**RECORDS SUPPLIED**:
──────────
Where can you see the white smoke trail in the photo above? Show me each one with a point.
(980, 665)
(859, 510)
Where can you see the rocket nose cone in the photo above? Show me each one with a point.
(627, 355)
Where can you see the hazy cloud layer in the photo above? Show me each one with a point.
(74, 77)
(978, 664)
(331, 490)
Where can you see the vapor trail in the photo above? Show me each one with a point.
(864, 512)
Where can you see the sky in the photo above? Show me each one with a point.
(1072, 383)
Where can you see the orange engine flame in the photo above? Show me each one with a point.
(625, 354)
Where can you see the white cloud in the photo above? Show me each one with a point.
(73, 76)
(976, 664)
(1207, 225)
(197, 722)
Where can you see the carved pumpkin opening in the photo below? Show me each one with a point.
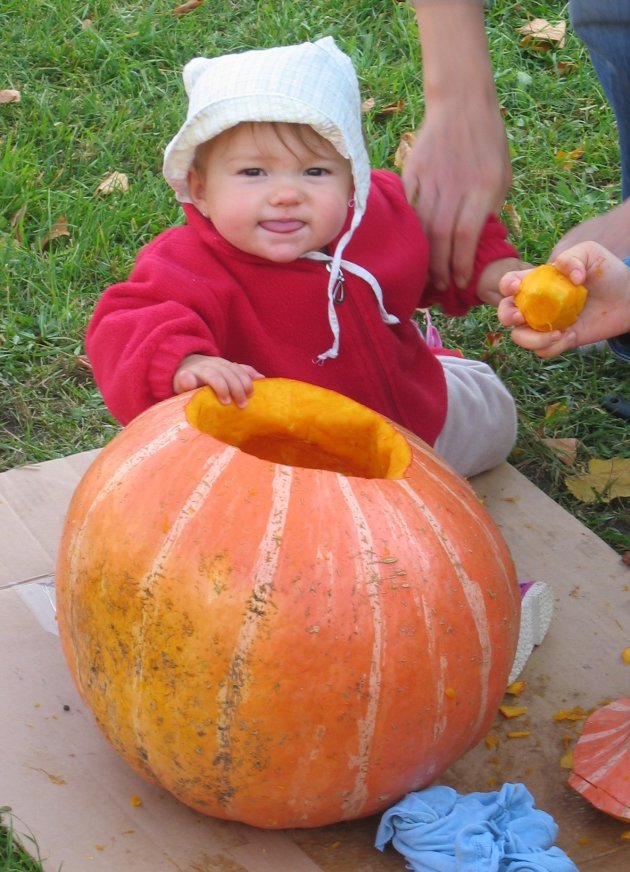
(296, 424)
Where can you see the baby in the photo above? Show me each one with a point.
(296, 260)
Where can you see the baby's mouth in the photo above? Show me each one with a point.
(282, 226)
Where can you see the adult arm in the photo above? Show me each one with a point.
(458, 170)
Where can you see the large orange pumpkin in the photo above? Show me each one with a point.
(292, 632)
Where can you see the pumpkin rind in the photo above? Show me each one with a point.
(281, 645)
(601, 760)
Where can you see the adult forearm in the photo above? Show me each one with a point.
(455, 58)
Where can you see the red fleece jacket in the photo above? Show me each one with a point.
(192, 292)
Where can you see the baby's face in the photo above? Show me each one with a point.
(273, 190)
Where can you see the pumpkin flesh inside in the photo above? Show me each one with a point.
(302, 425)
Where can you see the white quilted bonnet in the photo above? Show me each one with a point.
(311, 83)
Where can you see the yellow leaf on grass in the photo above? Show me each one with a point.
(10, 96)
(187, 7)
(404, 147)
(605, 480)
(513, 220)
(59, 230)
(565, 449)
(542, 34)
(113, 182)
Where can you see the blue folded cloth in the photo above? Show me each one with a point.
(439, 830)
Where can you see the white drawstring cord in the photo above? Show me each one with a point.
(336, 263)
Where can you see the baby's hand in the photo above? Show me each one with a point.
(606, 313)
(230, 381)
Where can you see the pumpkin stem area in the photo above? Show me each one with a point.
(297, 424)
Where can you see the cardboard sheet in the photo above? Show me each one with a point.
(86, 810)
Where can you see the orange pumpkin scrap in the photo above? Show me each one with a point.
(266, 608)
(548, 300)
(601, 760)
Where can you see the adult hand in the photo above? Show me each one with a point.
(231, 382)
(606, 313)
(458, 170)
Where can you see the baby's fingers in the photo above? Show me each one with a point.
(185, 380)
(543, 344)
(509, 314)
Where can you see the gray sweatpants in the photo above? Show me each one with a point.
(480, 427)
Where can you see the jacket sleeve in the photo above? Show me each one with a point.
(140, 332)
(493, 245)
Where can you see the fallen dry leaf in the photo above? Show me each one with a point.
(113, 182)
(16, 221)
(540, 35)
(187, 7)
(565, 68)
(513, 220)
(605, 480)
(82, 361)
(57, 231)
(391, 109)
(564, 449)
(404, 147)
(10, 96)
(569, 158)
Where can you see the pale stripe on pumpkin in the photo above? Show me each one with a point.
(263, 575)
(130, 463)
(213, 468)
(473, 596)
(481, 519)
(365, 726)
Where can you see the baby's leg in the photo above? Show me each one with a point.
(480, 427)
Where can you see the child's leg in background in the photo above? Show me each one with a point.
(604, 27)
(480, 427)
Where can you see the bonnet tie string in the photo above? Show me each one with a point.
(336, 263)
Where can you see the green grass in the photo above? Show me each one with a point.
(101, 91)
(13, 857)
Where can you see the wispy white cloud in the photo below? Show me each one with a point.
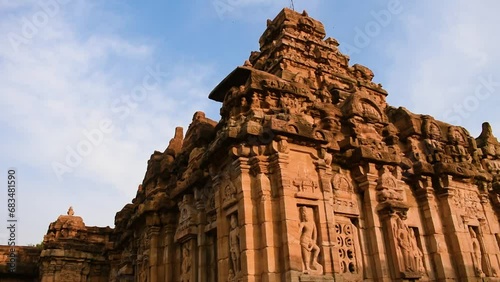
(442, 60)
(62, 83)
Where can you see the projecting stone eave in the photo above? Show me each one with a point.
(237, 77)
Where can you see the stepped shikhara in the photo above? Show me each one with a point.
(308, 176)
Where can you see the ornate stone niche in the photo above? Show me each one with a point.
(468, 206)
(458, 144)
(228, 190)
(404, 247)
(388, 188)
(477, 252)
(304, 177)
(345, 200)
(309, 242)
(187, 225)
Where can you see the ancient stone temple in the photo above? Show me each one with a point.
(308, 176)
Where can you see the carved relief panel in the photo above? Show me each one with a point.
(234, 248)
(304, 177)
(345, 200)
(348, 249)
(407, 248)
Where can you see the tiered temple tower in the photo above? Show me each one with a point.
(310, 176)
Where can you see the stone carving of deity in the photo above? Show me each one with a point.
(411, 255)
(476, 253)
(308, 243)
(186, 262)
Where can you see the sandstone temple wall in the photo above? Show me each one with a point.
(308, 176)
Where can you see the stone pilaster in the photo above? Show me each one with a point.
(433, 230)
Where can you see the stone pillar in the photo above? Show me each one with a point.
(169, 252)
(248, 226)
(433, 230)
(491, 227)
(367, 177)
(455, 231)
(153, 234)
(268, 220)
(201, 240)
(327, 226)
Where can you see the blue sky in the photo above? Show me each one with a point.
(68, 67)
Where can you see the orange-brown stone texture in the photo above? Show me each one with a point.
(308, 176)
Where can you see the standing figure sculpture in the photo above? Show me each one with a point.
(186, 262)
(309, 247)
(234, 245)
(476, 253)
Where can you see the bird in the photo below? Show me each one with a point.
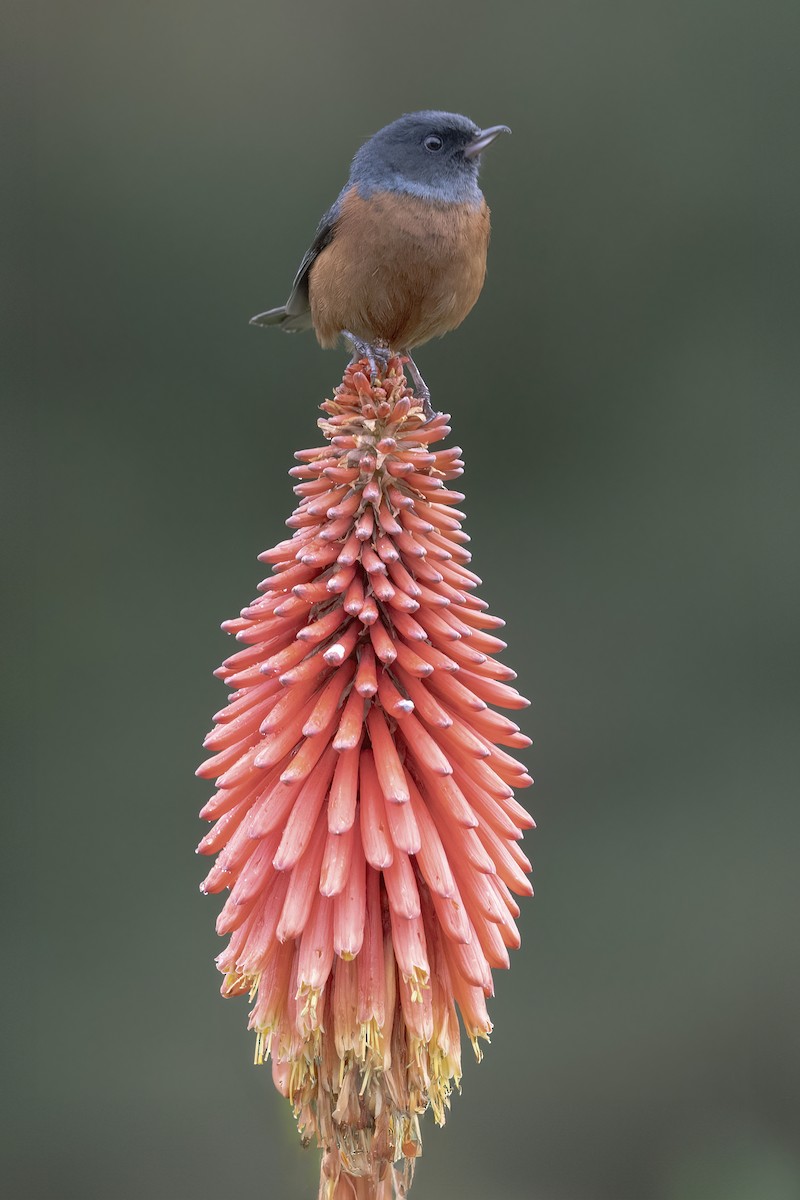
(400, 257)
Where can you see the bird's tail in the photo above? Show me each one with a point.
(290, 323)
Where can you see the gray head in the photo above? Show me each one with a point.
(434, 155)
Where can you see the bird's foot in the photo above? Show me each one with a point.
(377, 355)
(420, 385)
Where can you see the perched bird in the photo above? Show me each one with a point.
(401, 256)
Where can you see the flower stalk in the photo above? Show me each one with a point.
(365, 819)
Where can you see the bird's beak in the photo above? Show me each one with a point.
(483, 139)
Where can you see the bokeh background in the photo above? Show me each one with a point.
(626, 396)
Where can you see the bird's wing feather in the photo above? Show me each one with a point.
(298, 303)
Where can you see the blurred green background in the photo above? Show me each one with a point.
(625, 394)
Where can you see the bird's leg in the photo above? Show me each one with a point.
(377, 355)
(420, 385)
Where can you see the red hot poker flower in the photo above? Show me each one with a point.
(365, 819)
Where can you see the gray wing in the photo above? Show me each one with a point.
(295, 313)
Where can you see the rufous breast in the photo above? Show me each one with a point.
(400, 269)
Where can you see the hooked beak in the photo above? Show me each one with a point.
(483, 139)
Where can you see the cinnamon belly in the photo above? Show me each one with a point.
(400, 269)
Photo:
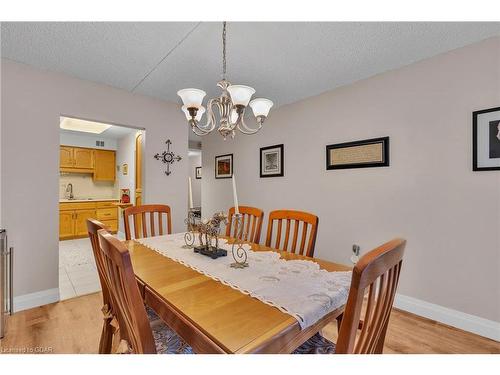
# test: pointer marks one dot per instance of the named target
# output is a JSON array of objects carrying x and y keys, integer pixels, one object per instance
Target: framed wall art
[
  {"x": 486, "y": 140},
  {"x": 359, "y": 154},
  {"x": 272, "y": 161},
  {"x": 224, "y": 166}
]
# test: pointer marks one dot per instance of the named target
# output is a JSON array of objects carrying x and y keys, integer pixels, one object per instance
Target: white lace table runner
[{"x": 297, "y": 287}]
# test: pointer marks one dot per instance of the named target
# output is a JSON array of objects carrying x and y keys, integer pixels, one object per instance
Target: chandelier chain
[{"x": 224, "y": 50}]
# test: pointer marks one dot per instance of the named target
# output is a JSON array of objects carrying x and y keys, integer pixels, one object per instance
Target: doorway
[{"x": 100, "y": 173}]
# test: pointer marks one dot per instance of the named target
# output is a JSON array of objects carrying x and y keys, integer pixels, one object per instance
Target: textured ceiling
[{"x": 285, "y": 62}]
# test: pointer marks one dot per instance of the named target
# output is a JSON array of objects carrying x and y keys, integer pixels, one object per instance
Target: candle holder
[
  {"x": 192, "y": 228},
  {"x": 238, "y": 252},
  {"x": 208, "y": 236}
]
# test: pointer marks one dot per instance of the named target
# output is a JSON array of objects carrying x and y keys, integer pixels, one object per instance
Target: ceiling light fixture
[
  {"x": 78, "y": 125},
  {"x": 231, "y": 105}
]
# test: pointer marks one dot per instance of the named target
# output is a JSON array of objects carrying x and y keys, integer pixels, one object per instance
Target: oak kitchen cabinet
[
  {"x": 73, "y": 217},
  {"x": 76, "y": 159},
  {"x": 100, "y": 163},
  {"x": 104, "y": 167}
]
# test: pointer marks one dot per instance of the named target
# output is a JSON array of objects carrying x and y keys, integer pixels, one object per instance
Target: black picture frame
[
  {"x": 281, "y": 169},
  {"x": 475, "y": 148},
  {"x": 385, "y": 154},
  {"x": 226, "y": 156}
]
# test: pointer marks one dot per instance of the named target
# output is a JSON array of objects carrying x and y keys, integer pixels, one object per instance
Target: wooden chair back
[
  {"x": 303, "y": 244},
  {"x": 252, "y": 224},
  {"x": 93, "y": 226},
  {"x": 375, "y": 275},
  {"x": 135, "y": 332},
  {"x": 143, "y": 225}
]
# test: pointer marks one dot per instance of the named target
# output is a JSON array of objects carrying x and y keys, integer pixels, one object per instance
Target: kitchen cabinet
[
  {"x": 73, "y": 217},
  {"x": 76, "y": 159},
  {"x": 66, "y": 157},
  {"x": 83, "y": 158},
  {"x": 81, "y": 217},
  {"x": 104, "y": 165},
  {"x": 66, "y": 225}
]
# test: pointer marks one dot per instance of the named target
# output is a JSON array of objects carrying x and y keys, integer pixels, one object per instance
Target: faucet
[{"x": 69, "y": 189}]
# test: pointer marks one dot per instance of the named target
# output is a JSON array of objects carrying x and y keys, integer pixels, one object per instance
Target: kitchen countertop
[{"x": 87, "y": 200}]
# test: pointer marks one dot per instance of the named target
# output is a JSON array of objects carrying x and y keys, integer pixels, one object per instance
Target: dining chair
[
  {"x": 144, "y": 227},
  {"x": 93, "y": 226},
  {"x": 307, "y": 221},
  {"x": 137, "y": 334},
  {"x": 376, "y": 275},
  {"x": 252, "y": 224}
]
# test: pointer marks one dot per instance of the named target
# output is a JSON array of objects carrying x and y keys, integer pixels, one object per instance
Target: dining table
[{"x": 216, "y": 318}]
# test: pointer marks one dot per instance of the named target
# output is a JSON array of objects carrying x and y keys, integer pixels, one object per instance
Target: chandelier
[{"x": 231, "y": 105}]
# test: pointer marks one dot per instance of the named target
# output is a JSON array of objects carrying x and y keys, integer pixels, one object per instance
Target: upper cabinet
[
  {"x": 83, "y": 158},
  {"x": 66, "y": 157},
  {"x": 100, "y": 163},
  {"x": 104, "y": 167},
  {"x": 76, "y": 159}
]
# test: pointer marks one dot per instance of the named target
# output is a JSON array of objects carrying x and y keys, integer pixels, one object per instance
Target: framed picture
[
  {"x": 486, "y": 140},
  {"x": 271, "y": 161},
  {"x": 359, "y": 154},
  {"x": 224, "y": 166}
]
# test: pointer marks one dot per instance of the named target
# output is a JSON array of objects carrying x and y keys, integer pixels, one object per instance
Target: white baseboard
[
  {"x": 471, "y": 323},
  {"x": 43, "y": 297}
]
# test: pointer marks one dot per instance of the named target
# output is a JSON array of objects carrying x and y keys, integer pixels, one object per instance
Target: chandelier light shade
[
  {"x": 192, "y": 97},
  {"x": 261, "y": 107},
  {"x": 231, "y": 105}
]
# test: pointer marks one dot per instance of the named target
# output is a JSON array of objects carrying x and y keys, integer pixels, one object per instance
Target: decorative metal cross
[{"x": 168, "y": 157}]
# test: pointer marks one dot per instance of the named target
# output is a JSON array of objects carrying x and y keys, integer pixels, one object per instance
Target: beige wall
[
  {"x": 126, "y": 154},
  {"x": 195, "y": 161},
  {"x": 32, "y": 101},
  {"x": 429, "y": 195}
]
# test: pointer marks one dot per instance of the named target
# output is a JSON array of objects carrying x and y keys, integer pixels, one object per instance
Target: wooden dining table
[{"x": 215, "y": 318}]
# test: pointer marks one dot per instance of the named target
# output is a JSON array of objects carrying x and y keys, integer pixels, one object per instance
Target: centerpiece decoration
[{"x": 208, "y": 232}]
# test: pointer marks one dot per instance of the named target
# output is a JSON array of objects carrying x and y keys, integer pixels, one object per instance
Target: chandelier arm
[
  {"x": 210, "y": 125},
  {"x": 242, "y": 127},
  {"x": 198, "y": 132}
]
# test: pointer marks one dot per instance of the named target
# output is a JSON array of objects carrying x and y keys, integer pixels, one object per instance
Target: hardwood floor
[{"x": 74, "y": 326}]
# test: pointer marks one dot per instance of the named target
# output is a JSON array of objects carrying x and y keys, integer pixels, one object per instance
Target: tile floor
[{"x": 77, "y": 270}]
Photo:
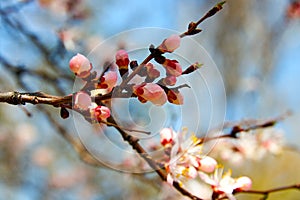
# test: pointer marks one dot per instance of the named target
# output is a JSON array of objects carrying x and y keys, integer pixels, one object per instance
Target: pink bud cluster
[
  {"x": 81, "y": 67},
  {"x": 157, "y": 93}
]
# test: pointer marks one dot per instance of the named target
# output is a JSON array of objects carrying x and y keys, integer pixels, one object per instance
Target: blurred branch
[
  {"x": 238, "y": 127},
  {"x": 267, "y": 192}
]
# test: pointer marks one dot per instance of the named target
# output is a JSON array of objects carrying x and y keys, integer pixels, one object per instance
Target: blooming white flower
[{"x": 224, "y": 184}]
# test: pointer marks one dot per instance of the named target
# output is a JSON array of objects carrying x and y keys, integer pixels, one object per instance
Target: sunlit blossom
[
  {"x": 82, "y": 101},
  {"x": 170, "y": 44}
]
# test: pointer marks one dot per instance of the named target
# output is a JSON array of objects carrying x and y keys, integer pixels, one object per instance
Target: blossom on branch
[
  {"x": 82, "y": 101},
  {"x": 186, "y": 157},
  {"x": 108, "y": 81},
  {"x": 122, "y": 60},
  {"x": 224, "y": 185},
  {"x": 169, "y": 80},
  {"x": 175, "y": 97},
  {"x": 152, "y": 73},
  {"x": 150, "y": 92},
  {"x": 172, "y": 67},
  {"x": 80, "y": 66},
  {"x": 170, "y": 44},
  {"x": 100, "y": 113}
]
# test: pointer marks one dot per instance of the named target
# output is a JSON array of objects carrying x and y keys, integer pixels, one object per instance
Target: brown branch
[
  {"x": 16, "y": 98},
  {"x": 192, "y": 28},
  {"x": 238, "y": 128},
  {"x": 267, "y": 192}
]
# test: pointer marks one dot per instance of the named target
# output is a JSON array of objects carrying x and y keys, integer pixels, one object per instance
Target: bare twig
[{"x": 267, "y": 192}]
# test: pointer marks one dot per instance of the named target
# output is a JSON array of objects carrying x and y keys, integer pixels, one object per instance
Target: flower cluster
[
  {"x": 223, "y": 185},
  {"x": 187, "y": 161},
  {"x": 148, "y": 89},
  {"x": 81, "y": 67},
  {"x": 186, "y": 158}
]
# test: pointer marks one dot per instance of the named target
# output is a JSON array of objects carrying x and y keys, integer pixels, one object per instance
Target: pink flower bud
[
  {"x": 170, "y": 180},
  {"x": 80, "y": 66},
  {"x": 166, "y": 136},
  {"x": 208, "y": 164},
  {"x": 243, "y": 183},
  {"x": 172, "y": 67},
  {"x": 108, "y": 80},
  {"x": 175, "y": 97},
  {"x": 82, "y": 101},
  {"x": 122, "y": 59},
  {"x": 100, "y": 113},
  {"x": 170, "y": 80},
  {"x": 151, "y": 71},
  {"x": 170, "y": 44},
  {"x": 150, "y": 92},
  {"x": 192, "y": 172}
]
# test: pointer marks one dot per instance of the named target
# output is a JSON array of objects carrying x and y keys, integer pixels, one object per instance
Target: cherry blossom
[
  {"x": 170, "y": 80},
  {"x": 224, "y": 184},
  {"x": 108, "y": 80},
  {"x": 166, "y": 136},
  {"x": 80, "y": 66},
  {"x": 172, "y": 67},
  {"x": 82, "y": 101},
  {"x": 186, "y": 158},
  {"x": 150, "y": 92},
  {"x": 170, "y": 44},
  {"x": 175, "y": 97},
  {"x": 122, "y": 61},
  {"x": 151, "y": 71},
  {"x": 100, "y": 113}
]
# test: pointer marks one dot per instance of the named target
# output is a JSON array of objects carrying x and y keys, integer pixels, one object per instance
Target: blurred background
[{"x": 255, "y": 45}]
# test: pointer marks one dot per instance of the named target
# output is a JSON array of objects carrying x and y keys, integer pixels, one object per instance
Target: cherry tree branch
[
  {"x": 267, "y": 192},
  {"x": 237, "y": 128}
]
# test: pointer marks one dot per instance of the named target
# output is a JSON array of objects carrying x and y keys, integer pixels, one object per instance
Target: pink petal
[
  {"x": 170, "y": 44},
  {"x": 80, "y": 65},
  {"x": 82, "y": 101}
]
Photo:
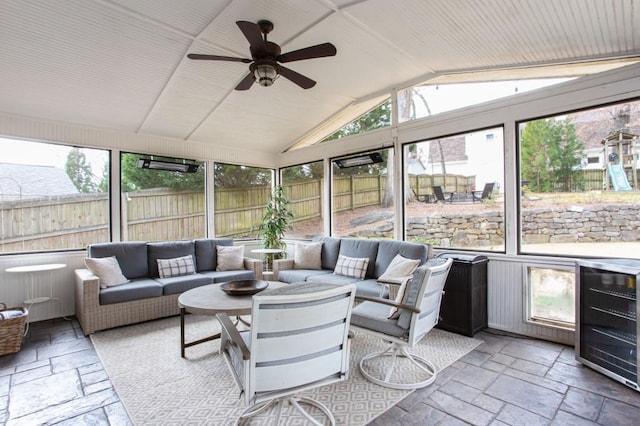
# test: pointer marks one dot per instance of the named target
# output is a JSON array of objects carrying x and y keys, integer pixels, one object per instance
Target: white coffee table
[{"x": 211, "y": 300}]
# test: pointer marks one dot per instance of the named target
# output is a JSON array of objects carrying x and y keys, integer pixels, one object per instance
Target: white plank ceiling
[{"x": 122, "y": 64}]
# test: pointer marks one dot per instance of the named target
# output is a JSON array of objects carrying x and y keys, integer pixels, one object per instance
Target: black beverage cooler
[
  {"x": 606, "y": 317},
  {"x": 464, "y": 304}
]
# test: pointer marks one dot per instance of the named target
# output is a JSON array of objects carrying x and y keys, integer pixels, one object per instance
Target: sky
[{"x": 440, "y": 98}]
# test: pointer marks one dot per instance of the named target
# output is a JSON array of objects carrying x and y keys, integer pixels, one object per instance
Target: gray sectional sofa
[
  {"x": 147, "y": 296},
  {"x": 379, "y": 252}
]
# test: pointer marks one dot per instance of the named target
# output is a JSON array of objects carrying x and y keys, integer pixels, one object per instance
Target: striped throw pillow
[
  {"x": 176, "y": 267},
  {"x": 351, "y": 267}
]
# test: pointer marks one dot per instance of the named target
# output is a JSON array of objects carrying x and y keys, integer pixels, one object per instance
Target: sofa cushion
[
  {"x": 131, "y": 255},
  {"x": 230, "y": 258},
  {"x": 351, "y": 267},
  {"x": 357, "y": 248},
  {"x": 296, "y": 275},
  {"x": 176, "y": 267},
  {"x": 308, "y": 256},
  {"x": 330, "y": 251},
  {"x": 206, "y": 253},
  {"x": 143, "y": 288},
  {"x": 332, "y": 279},
  {"x": 388, "y": 249},
  {"x": 107, "y": 269},
  {"x": 183, "y": 283},
  {"x": 399, "y": 267},
  {"x": 223, "y": 276},
  {"x": 167, "y": 250}
]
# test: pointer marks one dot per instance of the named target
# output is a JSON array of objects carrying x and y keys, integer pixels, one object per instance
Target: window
[
  {"x": 569, "y": 205},
  {"x": 161, "y": 205},
  {"x": 454, "y": 193},
  {"x": 241, "y": 194},
  {"x": 551, "y": 296},
  {"x": 362, "y": 199},
  {"x": 52, "y": 197},
  {"x": 303, "y": 187}
]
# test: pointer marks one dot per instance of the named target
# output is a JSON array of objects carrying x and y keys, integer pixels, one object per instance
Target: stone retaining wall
[{"x": 571, "y": 224}]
──────────
**SET EXERCISE**: Locate every line in the records above that contains the string "dining", matching case exactly, and copy each of those lines.

**TASK OUTPUT**:
Target: dining chair
Target: dining table
Target: wooden dining table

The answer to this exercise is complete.